(Stored records)
○ ○ ○ ○

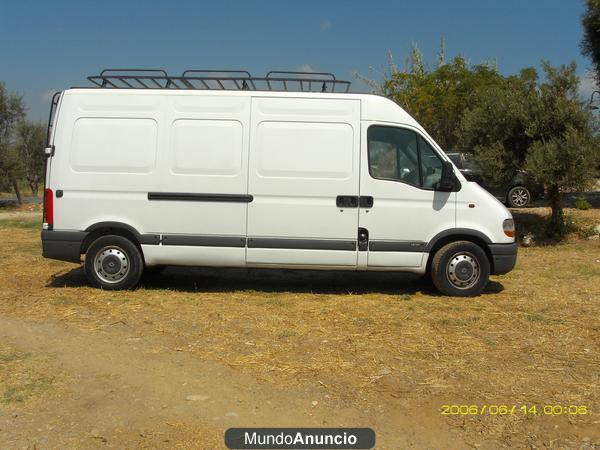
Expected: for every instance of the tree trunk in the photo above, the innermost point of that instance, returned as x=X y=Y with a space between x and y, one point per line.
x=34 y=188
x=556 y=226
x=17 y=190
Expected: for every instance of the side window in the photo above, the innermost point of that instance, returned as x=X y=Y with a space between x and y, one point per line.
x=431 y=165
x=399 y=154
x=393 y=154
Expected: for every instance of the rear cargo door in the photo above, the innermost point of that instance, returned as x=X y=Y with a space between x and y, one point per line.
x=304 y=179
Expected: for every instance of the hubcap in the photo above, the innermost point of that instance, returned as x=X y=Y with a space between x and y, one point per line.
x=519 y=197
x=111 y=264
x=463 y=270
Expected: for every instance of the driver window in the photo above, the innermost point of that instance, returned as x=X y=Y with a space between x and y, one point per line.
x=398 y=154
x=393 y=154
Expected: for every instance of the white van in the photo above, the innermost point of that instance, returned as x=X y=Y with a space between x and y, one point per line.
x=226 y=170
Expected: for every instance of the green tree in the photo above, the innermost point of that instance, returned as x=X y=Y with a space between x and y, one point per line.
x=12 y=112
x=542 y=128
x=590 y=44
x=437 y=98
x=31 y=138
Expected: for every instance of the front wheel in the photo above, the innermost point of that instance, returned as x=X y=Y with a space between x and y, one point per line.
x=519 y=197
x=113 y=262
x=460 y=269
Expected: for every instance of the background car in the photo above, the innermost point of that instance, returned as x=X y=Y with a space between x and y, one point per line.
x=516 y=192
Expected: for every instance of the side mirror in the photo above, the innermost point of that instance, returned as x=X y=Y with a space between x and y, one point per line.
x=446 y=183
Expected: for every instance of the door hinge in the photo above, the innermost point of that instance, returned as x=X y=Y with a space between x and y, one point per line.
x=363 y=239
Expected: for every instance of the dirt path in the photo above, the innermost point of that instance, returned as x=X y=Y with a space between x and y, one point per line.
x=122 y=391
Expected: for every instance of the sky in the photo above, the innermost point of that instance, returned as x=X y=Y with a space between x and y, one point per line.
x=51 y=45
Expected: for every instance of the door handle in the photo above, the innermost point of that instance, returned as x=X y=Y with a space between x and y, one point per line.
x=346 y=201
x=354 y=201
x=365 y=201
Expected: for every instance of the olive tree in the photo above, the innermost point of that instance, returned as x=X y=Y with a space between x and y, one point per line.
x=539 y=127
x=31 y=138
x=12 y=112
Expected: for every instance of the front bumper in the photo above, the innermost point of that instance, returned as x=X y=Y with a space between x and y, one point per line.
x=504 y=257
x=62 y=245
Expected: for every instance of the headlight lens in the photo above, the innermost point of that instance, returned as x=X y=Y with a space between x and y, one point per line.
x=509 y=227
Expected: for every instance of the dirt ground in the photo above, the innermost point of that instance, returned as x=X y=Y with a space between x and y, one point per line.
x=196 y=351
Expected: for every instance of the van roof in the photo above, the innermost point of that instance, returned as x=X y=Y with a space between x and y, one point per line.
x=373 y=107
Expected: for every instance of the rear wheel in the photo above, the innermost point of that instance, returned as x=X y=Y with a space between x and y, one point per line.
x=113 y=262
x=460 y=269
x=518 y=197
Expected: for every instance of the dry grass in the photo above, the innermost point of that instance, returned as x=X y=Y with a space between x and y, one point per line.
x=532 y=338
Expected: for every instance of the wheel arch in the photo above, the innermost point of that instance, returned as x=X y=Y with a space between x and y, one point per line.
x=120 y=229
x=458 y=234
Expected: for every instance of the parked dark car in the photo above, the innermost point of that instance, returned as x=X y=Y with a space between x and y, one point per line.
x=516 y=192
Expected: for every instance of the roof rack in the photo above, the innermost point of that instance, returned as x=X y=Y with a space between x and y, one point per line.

○ ○ ○ ○

Output the stretch of the entries from the line containing "Expected: for every instance of the wheel" through the line containing "x=458 y=234", both ends included, as a JSON list of strings with one string per line and no blank lines.

### CORRECT ANSWER
[
  "Expected: for every instance of the wheel arch in the photo above, the innermost point of that instance, returned as x=X y=Y with a space between x and y, one point per line.",
  "x=120 y=229",
  "x=458 y=234"
]